··· FRAGMENT DOKUMENTU

B. W najlepszym razie wszystko to dzieje się dlatego, że Europejscy Wielcy Bracia dociskają Rząd & Platformę, żeby zarówno spektakularnie jak na poziomie poufnym zdecydowanie skończyć z „polską rusofobią” i rozpasanym katolicyzmem, jako że Europejscy Wielcy Bracia chcą rządzić spokojnie i w duchu swoim wolnomularskim, robiąc z Ruskimi duuuuże i koooonieeeeeczne interesy, Polacy zaś im w tym brużdżą. Rzecz jasna, że dla Braci Ruskich jest to woda na młyn pracujący ku odzyskiwaniu Imperium w jakimkolwiek, choćby drobnym, a najlepiej jak największym wymiarze – czy ekonomicznym, czy wojskowo-politycznym, czy tajnosłużbowym, czy – ostatecznie – terytorialnym (niepotrzebne skreślić).
C. W średnim razie wszystko to dzieje się na dodatek z własnej i nieprzymuszonej woli & winy Rządu & Platformy oraz wskutek powolnego wycofywania się Stanów z Europy Środkowej.
D. W najgorszym razie – wszystko to dzieje się wskutek tego wszystkiego, co powyżej, ale także i przede wszystkim wskutek prostego współdziałania niektórych Głównych ze specsłużbami (ruskimi? i/lub polskimi? i/lub inszymi? – niepotrzebne skreślić).

······
··· WYCIĄG DANYCH

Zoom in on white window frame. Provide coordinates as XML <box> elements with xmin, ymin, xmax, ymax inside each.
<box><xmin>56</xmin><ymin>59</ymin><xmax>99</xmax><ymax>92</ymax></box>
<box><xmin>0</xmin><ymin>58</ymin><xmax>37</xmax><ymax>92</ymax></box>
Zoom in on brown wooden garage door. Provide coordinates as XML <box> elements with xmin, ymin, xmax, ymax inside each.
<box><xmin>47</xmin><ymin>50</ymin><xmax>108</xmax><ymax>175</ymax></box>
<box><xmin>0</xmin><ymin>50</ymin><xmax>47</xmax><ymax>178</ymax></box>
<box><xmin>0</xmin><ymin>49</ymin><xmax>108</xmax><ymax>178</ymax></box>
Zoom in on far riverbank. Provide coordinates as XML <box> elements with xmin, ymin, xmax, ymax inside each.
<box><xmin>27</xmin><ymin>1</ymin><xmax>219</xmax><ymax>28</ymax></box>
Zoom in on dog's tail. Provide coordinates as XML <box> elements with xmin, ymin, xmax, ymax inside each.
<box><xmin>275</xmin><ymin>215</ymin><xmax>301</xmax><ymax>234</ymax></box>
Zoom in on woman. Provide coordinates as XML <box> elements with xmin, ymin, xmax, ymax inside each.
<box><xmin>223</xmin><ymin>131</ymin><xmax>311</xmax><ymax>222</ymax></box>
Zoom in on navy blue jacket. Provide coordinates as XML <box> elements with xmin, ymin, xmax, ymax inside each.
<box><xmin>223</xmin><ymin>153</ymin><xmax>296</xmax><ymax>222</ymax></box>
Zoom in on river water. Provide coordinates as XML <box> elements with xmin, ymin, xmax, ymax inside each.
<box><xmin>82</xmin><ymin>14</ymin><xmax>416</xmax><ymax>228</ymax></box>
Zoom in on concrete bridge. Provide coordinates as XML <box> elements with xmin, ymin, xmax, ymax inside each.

······

Podaj jeszcze raz, słowo w słowo, część fragmentu dokumentu od „B. W najlepszym” do „z Europy Środkowej.”.

B. W najlepszym razie wszystko to dzieje się dlatego, że Europejscy Wielcy Bracia dociskają Rząd & Platformę, żeby zarówno spektakularnie jak na poziomie poufnym zdecydowanie skończyć z „polską rusofobią” i rozpasanym katolicyzmem, jako że Europejscy Wielcy Bracia chcą rządzić spokojnie i w duchu swoim wolnomularskim, robiąc z Ruskimi duuuuże i koooonieeeeeczne interesy, Polacy zaś im w tym brużdżą. Rzecz jasna, że dla Braci Ruskich jest to woda na młyn pracujący ku odzyskiwaniu Imperium w jakimkolwiek, choćby drobnym, a najlepiej jak największym wymiarze – czy ekonomicznym, czy wojskowo-politycznym, czy tajnosłużbowym, czy – ostatecznie – terytorialnym (niepotrzebne skreślić).
C. W średnim razie wszystko to dzieje się na dodatek z własnej i nieprzymuszonej woli & winy Rządu & Platformy oraz wskutek powolnego wycofywania się Stanów z Europy Środkowej.